(Entries taken from a collection)
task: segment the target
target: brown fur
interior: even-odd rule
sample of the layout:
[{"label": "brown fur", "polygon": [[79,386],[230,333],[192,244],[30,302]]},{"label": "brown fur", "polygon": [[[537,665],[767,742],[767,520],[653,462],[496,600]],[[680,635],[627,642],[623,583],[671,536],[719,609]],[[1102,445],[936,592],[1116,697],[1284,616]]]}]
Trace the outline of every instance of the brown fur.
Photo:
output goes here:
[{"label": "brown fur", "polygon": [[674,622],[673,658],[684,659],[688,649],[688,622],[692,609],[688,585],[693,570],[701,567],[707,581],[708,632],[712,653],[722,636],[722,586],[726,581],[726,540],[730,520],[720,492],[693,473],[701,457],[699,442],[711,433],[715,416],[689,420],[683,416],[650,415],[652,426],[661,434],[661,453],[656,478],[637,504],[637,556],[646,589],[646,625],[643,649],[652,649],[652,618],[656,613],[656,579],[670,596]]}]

→ **GIVEN REQUEST**: Copy out the whole listing exactly as written.

→ **COMPLETED EXERCISE**:
task: segment the target
target: brown fur
interior: even-odd rule
sample of the layout:
[{"label": "brown fur", "polygon": [[79,386],[230,333],[192,244],[30,302]]},{"label": "brown fur", "polygon": [[[537,665],[767,742],[767,520],[653,462],[496,600]],[[680,635],[627,642],[623,583],[671,536],[719,609]],[[1102,445],[936,592],[1116,697],[1284,616]]]}]
Trace the outline of every instance of the brown fur.
Photo:
output goes here:
[{"label": "brown fur", "polygon": [[674,622],[673,658],[684,659],[688,649],[688,622],[692,609],[688,585],[693,570],[701,567],[707,581],[708,632],[712,653],[722,636],[722,586],[726,581],[726,540],[730,520],[720,492],[693,473],[701,457],[699,442],[711,433],[715,416],[689,420],[683,416],[650,415],[652,426],[661,434],[661,453],[656,478],[637,504],[637,556],[646,589],[646,625],[643,649],[652,649],[652,618],[656,613],[656,579],[670,596]]}]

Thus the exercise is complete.